• **WHAT TO PRODUCE**: Answer with a number only: how many lines of the data contain "polygon"?

BEGIN

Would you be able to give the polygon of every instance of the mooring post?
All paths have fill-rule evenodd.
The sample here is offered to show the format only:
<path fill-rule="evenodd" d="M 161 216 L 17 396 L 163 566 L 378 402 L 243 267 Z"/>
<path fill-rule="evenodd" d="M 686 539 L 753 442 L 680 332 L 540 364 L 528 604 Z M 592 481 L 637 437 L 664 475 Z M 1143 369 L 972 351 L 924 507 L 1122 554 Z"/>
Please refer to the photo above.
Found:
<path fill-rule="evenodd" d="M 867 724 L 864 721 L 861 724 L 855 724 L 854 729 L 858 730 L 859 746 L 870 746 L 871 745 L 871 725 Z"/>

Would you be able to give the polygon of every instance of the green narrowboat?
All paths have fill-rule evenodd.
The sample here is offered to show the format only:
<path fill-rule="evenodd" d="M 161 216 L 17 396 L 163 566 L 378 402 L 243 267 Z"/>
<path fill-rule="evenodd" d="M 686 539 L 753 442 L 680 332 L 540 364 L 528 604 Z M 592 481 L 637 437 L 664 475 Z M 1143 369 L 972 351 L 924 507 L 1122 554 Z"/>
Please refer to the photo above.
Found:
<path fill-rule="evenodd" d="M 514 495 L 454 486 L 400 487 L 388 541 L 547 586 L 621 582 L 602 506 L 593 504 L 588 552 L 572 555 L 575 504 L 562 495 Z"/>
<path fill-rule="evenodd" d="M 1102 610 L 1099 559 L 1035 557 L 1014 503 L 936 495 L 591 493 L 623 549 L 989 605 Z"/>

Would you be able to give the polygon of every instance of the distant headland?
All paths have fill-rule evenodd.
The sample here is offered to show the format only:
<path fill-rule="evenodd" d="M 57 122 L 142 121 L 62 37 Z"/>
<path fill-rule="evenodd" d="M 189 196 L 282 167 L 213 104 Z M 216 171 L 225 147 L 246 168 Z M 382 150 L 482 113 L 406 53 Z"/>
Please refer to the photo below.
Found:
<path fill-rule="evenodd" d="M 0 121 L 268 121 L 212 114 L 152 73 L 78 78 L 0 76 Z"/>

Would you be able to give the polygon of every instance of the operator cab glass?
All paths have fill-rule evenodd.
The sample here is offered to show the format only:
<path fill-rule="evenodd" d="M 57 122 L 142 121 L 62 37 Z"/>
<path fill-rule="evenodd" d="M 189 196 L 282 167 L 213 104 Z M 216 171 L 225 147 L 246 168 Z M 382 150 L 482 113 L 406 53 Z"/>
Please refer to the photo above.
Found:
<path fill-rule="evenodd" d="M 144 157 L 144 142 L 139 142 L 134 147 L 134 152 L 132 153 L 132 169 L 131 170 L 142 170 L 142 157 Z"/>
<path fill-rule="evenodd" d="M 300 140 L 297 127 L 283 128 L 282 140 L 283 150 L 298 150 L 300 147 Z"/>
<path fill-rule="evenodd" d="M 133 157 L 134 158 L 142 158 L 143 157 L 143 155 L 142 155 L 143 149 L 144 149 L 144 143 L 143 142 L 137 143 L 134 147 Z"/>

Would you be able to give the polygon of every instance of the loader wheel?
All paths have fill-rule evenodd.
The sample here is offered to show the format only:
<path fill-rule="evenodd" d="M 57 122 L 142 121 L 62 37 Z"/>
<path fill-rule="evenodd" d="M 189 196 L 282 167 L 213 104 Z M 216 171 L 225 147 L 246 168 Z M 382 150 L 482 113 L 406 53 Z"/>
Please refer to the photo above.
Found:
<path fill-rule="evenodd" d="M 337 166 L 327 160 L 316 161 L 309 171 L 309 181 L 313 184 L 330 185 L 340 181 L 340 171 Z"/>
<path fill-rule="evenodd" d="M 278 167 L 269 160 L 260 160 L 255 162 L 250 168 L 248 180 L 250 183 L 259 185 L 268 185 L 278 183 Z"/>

END

• **TASK RESULT**: 5